# Start of DOCUMENT PASSAGE

And I don't think that's widely enough appreciated.

Everyone thinks gradient descent is good,

because the steepest descent is cheap and all that,

but it's number of iterations is independent dimension,

if you do it in infinite dimensions, then it's just as fast

in terms of number of iterations, which is amazing.

Now, but what about the world that we mostly

really care about, these non-convex problems?

So now we can local minimus saddle points

and local maxima, and all that.

Now here's a list of problems that are actually non-convex.

But they don't have any local minima, provably.

So they have a bunch of saddle points,

but it turns out moreover, all those saddle points

are strict saddle points, so they don't have

these kind of flat, bad regions that could get you

really stuck, and you couldn't say much.

So these are really interesting problems.

There's not neural nets up here, but these are other areas

if you're a machine learning person, that you need to know

about, they're really working in real world applications.

So a lot of them, phase retrieval, matrix sensing,

these are, a lot of practical applications of these.

So notice these local minima, all these (mumbling).

So if you can avoid these things efficiently,

you're done, you solved the problem,

you get to the global optimum.

Okay, so let's set up some structure

to talk about convergence.

So we need a bit of smoothness

so we can see anything at all.

So here's the standard assumption, we assume that we have

a gradient which is Lipschitz, that if you move between

two points, x and y, that the gradient doesn't change much,

as relative to the distance.

And then we now talk about a first order stationary point.

If the gradient were zero, that would be the classical

notion of a stationary point from calculus.

So we put a little epsilon ball around that, and we say

how long does it take to hit that epsilon ball?

And we do that for various values of

epsilon, so now we get a rate.

All right, and here's the theorem.

Let's say it's due to Nesterov.

Which is that gradient descent, with a certain choice

of step size, the one over the Lipschitz constant,

finds one of these guys in a number of iterations

which is proportional one over epsilon squared.

So this is somewhat of a slow rate, but not too bad.

And that's true for any convex function.

Lipschitz, smooth, convex function.

We have a distance to the original distance that has to be,

if you start really far away, you're just gonna

take a long time to get there, fine.

And then you have a very simple

two times L sort of expression, here.

But then again, here is the key,

which is that this is independent of dimension,

number of iterations.

# End of DOCUMENT PASSAGE

WRITTEN INSTRUCTION A: Extract every line of the listing that contains the string "straw".
The listing below has no connection to the gradient descent lecture.

# Start of TASK DATA

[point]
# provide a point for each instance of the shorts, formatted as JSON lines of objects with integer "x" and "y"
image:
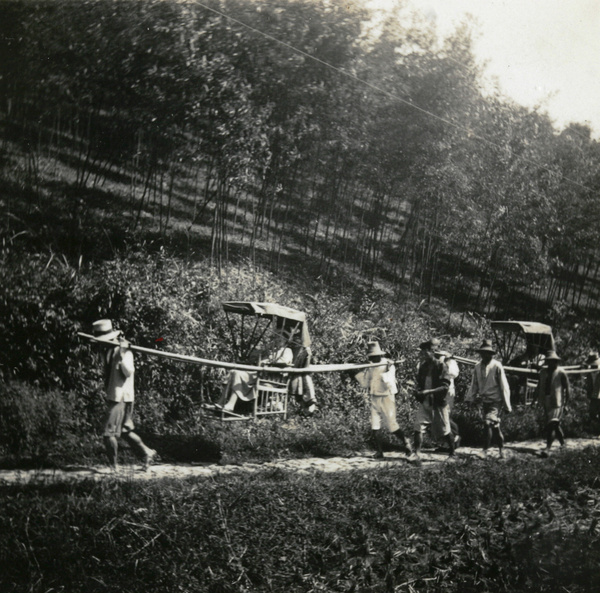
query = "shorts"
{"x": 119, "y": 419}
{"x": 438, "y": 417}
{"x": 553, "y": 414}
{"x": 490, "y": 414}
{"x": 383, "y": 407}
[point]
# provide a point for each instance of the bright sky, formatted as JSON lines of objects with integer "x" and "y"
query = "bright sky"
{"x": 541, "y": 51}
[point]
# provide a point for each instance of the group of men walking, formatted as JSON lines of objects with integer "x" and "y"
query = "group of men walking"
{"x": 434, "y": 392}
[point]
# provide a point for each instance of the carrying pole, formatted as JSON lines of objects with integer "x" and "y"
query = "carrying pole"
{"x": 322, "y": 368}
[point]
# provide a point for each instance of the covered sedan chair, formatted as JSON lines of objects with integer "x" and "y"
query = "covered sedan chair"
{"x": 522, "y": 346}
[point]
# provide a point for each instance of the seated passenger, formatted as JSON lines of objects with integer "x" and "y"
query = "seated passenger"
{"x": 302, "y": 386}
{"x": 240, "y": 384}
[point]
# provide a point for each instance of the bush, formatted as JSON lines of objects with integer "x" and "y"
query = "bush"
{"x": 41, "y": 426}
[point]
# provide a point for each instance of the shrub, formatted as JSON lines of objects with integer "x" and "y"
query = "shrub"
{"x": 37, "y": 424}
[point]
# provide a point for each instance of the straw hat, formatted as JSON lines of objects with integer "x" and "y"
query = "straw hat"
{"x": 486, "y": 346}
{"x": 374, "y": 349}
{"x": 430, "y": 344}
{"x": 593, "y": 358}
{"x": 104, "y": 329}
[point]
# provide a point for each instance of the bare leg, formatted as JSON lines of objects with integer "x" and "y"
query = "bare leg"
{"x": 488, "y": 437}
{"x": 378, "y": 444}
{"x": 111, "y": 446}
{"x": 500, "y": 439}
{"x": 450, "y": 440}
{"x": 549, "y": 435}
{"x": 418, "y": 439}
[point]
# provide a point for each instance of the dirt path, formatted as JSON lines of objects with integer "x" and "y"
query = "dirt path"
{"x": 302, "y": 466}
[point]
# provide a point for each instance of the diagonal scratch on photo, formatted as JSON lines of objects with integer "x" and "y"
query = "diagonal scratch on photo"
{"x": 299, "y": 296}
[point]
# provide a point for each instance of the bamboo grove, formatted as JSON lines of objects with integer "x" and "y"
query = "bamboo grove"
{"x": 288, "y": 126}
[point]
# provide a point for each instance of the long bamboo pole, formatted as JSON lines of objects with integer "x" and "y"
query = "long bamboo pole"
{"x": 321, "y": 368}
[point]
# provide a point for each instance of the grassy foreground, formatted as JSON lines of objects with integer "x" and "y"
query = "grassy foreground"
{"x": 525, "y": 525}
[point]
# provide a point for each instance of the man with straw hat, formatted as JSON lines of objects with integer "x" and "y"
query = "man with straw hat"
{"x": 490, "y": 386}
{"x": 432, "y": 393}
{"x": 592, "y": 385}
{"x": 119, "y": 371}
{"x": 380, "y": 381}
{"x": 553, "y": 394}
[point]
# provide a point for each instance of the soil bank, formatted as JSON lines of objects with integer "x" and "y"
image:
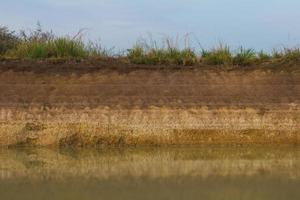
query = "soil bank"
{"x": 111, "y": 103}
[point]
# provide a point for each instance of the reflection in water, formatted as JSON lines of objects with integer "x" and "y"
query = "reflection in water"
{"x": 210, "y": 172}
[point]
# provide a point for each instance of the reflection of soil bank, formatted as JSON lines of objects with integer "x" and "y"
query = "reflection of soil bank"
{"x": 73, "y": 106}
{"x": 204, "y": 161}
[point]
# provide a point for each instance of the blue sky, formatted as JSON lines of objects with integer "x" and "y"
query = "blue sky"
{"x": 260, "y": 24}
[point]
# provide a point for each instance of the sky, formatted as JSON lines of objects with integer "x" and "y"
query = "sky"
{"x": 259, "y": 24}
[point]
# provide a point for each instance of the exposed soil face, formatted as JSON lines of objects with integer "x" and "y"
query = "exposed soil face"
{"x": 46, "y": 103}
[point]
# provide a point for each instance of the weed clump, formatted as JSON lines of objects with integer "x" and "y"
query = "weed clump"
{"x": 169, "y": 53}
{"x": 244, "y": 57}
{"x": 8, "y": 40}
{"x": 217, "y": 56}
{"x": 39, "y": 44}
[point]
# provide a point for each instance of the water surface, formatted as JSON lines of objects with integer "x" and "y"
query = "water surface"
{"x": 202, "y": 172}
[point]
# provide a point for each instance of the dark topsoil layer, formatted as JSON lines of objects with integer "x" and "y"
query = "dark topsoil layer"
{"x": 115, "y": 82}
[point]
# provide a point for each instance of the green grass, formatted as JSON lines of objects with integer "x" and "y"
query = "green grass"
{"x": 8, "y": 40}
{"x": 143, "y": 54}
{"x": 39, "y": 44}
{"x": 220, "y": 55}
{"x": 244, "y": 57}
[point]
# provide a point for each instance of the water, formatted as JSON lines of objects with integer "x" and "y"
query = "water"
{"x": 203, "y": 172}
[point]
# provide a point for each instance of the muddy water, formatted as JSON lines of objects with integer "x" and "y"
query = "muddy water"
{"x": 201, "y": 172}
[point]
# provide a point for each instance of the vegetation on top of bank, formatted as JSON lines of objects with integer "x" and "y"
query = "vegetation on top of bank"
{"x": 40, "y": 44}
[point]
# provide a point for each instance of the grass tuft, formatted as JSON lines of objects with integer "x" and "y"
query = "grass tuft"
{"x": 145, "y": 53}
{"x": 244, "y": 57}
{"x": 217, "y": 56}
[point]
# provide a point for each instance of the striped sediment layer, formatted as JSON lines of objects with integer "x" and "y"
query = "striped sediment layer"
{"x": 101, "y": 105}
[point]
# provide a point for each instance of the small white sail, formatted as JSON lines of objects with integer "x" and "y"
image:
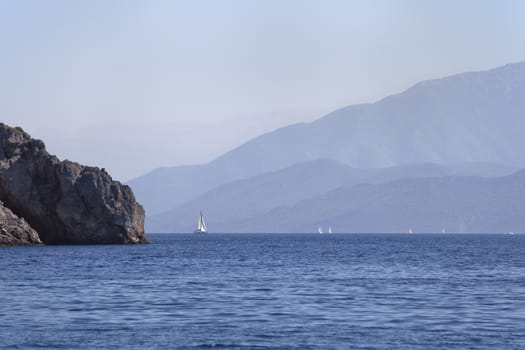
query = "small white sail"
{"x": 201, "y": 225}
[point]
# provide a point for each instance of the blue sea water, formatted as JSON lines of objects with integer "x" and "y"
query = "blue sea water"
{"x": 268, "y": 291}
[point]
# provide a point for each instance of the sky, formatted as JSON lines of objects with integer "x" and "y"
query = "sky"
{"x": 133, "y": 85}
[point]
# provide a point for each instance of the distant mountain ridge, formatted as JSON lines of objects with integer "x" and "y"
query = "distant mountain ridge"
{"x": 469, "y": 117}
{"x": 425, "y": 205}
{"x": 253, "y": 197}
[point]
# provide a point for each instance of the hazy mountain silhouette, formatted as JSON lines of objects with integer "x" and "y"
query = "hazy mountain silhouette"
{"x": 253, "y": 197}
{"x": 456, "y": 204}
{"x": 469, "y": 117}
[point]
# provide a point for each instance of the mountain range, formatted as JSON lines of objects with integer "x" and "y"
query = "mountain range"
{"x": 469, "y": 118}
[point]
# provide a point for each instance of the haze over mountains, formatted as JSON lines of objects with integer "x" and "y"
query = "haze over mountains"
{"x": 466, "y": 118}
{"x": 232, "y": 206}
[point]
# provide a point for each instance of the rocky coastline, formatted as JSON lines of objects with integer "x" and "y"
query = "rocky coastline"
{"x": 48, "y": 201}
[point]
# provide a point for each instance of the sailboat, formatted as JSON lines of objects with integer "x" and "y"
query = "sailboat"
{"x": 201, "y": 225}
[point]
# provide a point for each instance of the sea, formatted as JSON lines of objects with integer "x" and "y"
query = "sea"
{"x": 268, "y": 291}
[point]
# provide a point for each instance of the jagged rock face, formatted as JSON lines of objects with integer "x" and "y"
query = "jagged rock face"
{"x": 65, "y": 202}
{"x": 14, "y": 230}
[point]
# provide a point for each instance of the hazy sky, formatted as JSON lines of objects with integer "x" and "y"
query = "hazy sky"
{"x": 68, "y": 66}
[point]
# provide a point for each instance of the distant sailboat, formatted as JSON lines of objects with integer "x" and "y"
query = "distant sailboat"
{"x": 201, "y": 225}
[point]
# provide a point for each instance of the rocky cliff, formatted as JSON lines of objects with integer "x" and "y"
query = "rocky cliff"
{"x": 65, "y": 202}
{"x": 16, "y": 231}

# End of TASK DATA
# Start of TASK DATA

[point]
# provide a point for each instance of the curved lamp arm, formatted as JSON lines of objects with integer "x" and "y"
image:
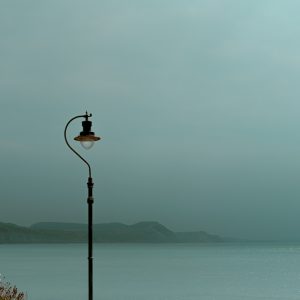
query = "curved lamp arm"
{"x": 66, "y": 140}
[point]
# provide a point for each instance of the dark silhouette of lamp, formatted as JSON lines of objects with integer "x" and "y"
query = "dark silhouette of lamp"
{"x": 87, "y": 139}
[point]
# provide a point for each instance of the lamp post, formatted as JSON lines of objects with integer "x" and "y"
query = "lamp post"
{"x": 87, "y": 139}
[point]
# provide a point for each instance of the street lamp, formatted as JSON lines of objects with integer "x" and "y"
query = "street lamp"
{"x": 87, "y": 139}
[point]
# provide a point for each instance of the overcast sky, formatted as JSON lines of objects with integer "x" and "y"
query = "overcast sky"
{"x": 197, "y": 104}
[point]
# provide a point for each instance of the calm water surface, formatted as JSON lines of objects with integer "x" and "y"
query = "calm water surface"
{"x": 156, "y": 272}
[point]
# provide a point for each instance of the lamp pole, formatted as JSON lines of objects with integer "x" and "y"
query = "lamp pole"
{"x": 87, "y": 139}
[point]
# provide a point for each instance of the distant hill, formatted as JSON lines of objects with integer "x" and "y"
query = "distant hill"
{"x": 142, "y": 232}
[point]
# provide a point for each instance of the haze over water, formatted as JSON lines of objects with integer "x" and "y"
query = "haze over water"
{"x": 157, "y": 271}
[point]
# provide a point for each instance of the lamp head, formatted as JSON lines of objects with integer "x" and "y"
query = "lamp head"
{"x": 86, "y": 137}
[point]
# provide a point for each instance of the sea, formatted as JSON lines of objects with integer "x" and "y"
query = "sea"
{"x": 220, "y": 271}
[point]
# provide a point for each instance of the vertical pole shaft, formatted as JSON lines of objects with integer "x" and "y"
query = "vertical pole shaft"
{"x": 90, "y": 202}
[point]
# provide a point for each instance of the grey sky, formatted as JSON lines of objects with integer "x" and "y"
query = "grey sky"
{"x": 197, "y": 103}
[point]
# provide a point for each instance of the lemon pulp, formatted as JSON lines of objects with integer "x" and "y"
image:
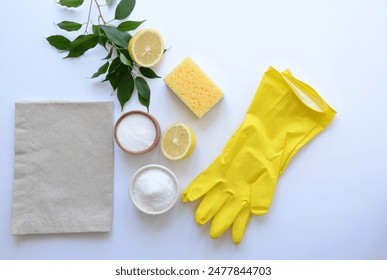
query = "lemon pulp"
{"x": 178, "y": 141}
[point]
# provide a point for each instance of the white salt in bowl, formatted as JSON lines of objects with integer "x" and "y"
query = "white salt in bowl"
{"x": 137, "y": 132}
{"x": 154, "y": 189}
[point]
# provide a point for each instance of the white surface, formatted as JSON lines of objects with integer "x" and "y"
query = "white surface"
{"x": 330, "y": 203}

# End of TASK DATA
# Start of TASK DATA

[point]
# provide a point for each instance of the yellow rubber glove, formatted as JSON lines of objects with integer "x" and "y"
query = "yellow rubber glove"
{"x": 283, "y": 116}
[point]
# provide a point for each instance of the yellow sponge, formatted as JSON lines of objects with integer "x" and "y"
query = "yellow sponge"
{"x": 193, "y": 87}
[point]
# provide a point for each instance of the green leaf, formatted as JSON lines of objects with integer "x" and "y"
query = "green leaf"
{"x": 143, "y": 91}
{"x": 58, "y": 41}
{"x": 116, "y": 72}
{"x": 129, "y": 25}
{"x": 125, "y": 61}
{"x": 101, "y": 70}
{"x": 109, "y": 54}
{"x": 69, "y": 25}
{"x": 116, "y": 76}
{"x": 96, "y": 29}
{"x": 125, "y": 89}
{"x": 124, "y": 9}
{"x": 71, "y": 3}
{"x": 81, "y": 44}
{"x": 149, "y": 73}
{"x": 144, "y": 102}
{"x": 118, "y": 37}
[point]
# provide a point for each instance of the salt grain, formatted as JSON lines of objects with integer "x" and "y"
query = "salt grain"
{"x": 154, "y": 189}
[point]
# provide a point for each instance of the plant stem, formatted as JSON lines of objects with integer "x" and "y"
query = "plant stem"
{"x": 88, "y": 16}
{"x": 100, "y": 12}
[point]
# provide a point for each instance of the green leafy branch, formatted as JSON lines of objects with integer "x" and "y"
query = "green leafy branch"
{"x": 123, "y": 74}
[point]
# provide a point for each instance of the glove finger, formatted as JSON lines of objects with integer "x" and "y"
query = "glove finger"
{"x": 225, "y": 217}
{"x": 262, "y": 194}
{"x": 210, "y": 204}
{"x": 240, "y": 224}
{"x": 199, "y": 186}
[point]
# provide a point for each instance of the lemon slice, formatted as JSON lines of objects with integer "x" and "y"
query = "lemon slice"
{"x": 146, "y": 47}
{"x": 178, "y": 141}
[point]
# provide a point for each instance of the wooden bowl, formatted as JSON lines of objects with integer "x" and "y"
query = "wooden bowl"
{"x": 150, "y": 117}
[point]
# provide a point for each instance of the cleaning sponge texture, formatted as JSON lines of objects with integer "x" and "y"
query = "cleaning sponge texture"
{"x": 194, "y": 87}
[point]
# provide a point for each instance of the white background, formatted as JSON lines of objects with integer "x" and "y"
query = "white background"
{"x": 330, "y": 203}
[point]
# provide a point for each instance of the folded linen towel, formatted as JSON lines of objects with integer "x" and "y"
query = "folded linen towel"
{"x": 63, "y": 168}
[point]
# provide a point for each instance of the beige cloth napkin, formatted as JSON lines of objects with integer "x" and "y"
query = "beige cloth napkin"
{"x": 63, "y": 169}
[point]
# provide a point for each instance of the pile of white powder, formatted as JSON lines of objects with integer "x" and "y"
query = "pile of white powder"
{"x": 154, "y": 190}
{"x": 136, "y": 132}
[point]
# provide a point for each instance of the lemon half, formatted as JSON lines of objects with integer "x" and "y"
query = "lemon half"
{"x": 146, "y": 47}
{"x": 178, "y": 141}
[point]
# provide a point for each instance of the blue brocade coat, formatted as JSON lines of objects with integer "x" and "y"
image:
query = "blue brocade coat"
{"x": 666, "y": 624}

# End of TASK DATA

WRITTEN INSTRUCTION B: For each statement, say yes or no to whether the gradient descent lecture supports it, and quote the words from the lecture that decide it. (i) The theorem uses a step size of one over the Lipschitz constant. (ii) The listed non-convex problems have many local minima. (iii) Neural nets are among the listed problems.

WORKED ANSWER A:
# provide a point for each instance of the straw hat, formatted as JSON lines of objects with integer "x" and "y"
query = "straw hat"
# provide a point for each instance of the man with straw hat, formatted as JSON lines of objects with integer "x" and "y"
query = "man with straw hat"

WORKED ANSWER B:
(i) Yes: "the one over the Lipschitz constant"
(ii) No: "But they don't have any local minima, provably."
(iii) No: "There's not neural nets up here"